- The exercise
Copy every one of the following entries word for word, but don't include the pictures in your copy.

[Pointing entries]

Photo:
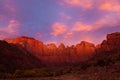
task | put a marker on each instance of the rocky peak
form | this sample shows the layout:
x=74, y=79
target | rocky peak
x=61, y=46
x=51, y=46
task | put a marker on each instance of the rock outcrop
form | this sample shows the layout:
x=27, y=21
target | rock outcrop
x=112, y=43
x=51, y=54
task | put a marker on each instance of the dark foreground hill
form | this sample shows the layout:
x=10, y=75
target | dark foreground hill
x=88, y=62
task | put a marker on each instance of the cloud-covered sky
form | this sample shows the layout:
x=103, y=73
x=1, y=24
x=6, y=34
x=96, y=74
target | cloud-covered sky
x=59, y=21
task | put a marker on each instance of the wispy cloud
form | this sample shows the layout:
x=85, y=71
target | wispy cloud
x=110, y=6
x=78, y=26
x=10, y=30
x=58, y=28
x=87, y=4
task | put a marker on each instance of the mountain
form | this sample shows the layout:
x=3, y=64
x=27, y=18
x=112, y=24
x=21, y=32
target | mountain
x=108, y=52
x=51, y=54
x=12, y=58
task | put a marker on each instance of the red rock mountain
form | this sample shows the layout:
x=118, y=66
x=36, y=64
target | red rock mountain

- The answer
Photo:
task | put a marker on each instance of the rocky peak
form | this sample shows the layout:
x=74, y=79
target | rocky peak
x=61, y=46
x=51, y=46
task | put a marker on each instance of the rock outcrop
form | this sample shows the layout:
x=27, y=21
target | rock outcrop
x=112, y=43
x=51, y=54
task | put a marker on each instance of the dark foreground hill
form | this sample shows the layout:
x=10, y=75
target | dark foreground hill
x=88, y=62
task | put a marker on each instance of the cloud-covered sky
form | this sample shows the layout:
x=103, y=73
x=1, y=24
x=6, y=34
x=96, y=74
target | cloud-covered sky
x=59, y=21
task | put a marker on each instance of the wispy cloud
form | this sample shows the layout:
x=85, y=71
target | wispy cloud
x=110, y=6
x=78, y=26
x=10, y=30
x=58, y=28
x=87, y=4
task | put a marker on each instance of the mountain
form | this sample shows the layout:
x=3, y=64
x=27, y=18
x=112, y=24
x=21, y=32
target | mountain
x=108, y=52
x=51, y=54
x=12, y=58
task | put a marker on each instance of the red rock mountain
form | this sample shows the layout:
x=118, y=66
x=36, y=64
target | red rock mountain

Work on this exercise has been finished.